### The problem
Please retype the listing below exactly, from its opening line through the line where "task | identify every instance of the eyebrow" appears.

### Exercise input
━━━━━━━━━━━━━━━━━━━━

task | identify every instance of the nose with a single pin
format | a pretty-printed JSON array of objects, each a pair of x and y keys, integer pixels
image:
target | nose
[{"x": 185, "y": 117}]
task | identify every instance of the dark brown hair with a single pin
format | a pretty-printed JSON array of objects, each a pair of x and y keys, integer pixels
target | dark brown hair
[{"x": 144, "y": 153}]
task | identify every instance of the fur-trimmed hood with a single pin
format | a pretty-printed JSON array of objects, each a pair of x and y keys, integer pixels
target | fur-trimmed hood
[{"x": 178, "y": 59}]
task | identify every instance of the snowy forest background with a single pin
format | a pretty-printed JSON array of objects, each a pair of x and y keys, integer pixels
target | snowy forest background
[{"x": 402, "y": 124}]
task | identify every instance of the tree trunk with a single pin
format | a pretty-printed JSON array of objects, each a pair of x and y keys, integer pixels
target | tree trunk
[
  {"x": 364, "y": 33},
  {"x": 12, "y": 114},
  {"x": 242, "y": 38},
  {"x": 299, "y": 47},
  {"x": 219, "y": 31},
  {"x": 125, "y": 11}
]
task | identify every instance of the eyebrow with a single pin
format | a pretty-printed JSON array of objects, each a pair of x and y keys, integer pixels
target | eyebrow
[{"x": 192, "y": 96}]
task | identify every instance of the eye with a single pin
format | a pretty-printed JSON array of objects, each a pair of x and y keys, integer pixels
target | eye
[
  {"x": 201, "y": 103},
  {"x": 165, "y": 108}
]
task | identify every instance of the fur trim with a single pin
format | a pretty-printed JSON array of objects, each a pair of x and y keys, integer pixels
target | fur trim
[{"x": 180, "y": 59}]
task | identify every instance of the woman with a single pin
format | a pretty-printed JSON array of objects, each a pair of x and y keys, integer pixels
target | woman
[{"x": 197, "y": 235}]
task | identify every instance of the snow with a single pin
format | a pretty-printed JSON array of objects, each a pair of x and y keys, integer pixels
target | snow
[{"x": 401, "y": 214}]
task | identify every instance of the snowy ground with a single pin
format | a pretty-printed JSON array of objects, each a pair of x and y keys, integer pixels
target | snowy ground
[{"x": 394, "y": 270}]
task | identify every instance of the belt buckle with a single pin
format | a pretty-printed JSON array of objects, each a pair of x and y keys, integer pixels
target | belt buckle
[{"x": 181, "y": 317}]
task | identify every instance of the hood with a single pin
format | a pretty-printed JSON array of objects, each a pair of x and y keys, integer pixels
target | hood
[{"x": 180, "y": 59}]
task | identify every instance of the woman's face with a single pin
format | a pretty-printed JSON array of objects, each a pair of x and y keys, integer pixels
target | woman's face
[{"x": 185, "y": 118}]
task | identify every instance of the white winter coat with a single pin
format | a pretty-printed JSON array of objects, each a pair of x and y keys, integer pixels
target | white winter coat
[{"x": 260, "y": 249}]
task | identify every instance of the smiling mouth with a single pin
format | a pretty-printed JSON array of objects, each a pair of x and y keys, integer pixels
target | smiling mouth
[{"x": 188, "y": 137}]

━━━━━━━━━━━━━━━━━━━━

### Task output
task | identify every instance of the nose with a single pin
format | a pretty-printed JSON array of objects, each a pair of x and y keys, integer pixels
image:
target | nose
[{"x": 185, "y": 117}]
task | identify every instance of the dark brown hair with a single pin
format | a pretty-printed JSON array of objects, each a pair of x and y keys, integer pixels
target | dark brown hair
[{"x": 144, "y": 153}]
task | identify every instance of the fur-trimmed hood with a single pin
format | a pretty-printed JSON array of objects, each a pair of x and y keys, integer pixels
target | fur-trimmed hood
[{"x": 178, "y": 59}]
task | identify every instance of the snowy forest background with a single pin
format | a pretty-printed JSON array of objects, each a pair of x and y keys, integer pixels
target | snowy forest background
[{"x": 402, "y": 124}]
task | identify every instance of the tree trunk with a single pin
format | a pretty-printed JSON array of objects, each a pair of x and y keys, integer pixels
target | tree trunk
[
  {"x": 364, "y": 33},
  {"x": 12, "y": 114},
  {"x": 242, "y": 38},
  {"x": 299, "y": 47},
  {"x": 219, "y": 31},
  {"x": 125, "y": 11}
]
task | identify every instance of the eyebrow with a single pin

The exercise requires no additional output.